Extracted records
-------------------------

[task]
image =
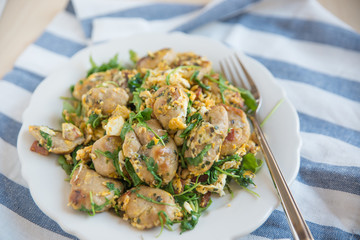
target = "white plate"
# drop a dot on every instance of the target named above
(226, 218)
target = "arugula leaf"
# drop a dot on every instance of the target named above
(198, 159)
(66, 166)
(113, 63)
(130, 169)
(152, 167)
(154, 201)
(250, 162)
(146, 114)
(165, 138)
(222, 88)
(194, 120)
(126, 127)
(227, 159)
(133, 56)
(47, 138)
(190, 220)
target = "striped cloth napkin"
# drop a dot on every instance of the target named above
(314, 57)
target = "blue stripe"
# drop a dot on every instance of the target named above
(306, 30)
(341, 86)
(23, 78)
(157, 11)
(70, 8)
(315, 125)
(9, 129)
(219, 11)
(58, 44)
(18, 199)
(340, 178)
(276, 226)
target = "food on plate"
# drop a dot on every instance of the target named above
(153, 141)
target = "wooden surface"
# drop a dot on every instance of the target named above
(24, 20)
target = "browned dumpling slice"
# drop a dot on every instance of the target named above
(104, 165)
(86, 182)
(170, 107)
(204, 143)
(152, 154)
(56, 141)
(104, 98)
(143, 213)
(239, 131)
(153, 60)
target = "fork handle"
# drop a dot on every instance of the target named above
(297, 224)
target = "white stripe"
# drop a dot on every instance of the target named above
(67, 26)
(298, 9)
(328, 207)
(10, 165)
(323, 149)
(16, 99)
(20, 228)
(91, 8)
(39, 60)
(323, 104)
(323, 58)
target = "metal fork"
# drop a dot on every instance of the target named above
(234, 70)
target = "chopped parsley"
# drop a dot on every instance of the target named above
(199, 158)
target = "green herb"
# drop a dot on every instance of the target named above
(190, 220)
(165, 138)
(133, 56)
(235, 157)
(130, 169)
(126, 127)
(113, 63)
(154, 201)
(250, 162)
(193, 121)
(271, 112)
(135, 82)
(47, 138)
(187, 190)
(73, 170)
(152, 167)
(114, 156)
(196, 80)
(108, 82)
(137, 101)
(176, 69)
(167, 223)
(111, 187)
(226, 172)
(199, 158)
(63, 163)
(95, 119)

-------------------------

§ **EXERCISE AIM**:
Leave the images out, please, and restate each line word for word.

§ **SOLVED PROBLEM**:
[task]
image =
target = "white plate"
# drop a dot on every instance of the target named above
(226, 218)
target = "arugula leaf"
# drop a dot on every instance of the target named above
(198, 159)
(66, 166)
(113, 63)
(130, 169)
(152, 167)
(154, 201)
(250, 162)
(146, 114)
(165, 138)
(222, 88)
(194, 120)
(126, 127)
(227, 159)
(133, 56)
(47, 138)
(190, 220)
target = "striped cloth napkin"
# drop a dot on every instance of the target named above
(314, 57)
target = "blue stripe"
# drop a dot on every instance of the target named above
(306, 30)
(341, 86)
(23, 78)
(157, 11)
(70, 8)
(315, 125)
(9, 129)
(219, 11)
(58, 44)
(18, 199)
(340, 178)
(276, 226)
target = "food on plate"
# drop a dot on every instance of the target named above
(153, 141)
target = "wooden surface"
# drop a dot on every instance of the target named above
(24, 20)
target = "browned dumpling slice"
# drop a dot on every instance of the target named above
(104, 165)
(86, 182)
(170, 107)
(204, 143)
(152, 154)
(56, 141)
(104, 98)
(143, 213)
(239, 131)
(153, 60)
target = "fork handle"
# drop a dot on every instance of the target named above
(297, 224)
target = "white stripe"
# drop a dot on every instance of the target named above
(67, 26)
(298, 9)
(328, 207)
(10, 165)
(323, 149)
(16, 99)
(20, 228)
(91, 8)
(39, 60)
(323, 104)
(323, 58)
target = "metal fork"
# drop a dot on every instance of the target named above
(234, 70)
target = "chopped parsley"
# drop a dot on every instance of the target named above
(199, 158)
target = "green herb"
# drop a dot on every instance of the target named above
(190, 220)
(165, 138)
(133, 56)
(235, 157)
(130, 169)
(126, 127)
(113, 63)
(154, 201)
(250, 162)
(193, 121)
(271, 112)
(135, 82)
(47, 138)
(187, 190)
(73, 170)
(152, 167)
(114, 156)
(196, 80)
(108, 82)
(137, 101)
(176, 69)
(167, 223)
(111, 187)
(226, 172)
(199, 158)
(63, 163)
(95, 119)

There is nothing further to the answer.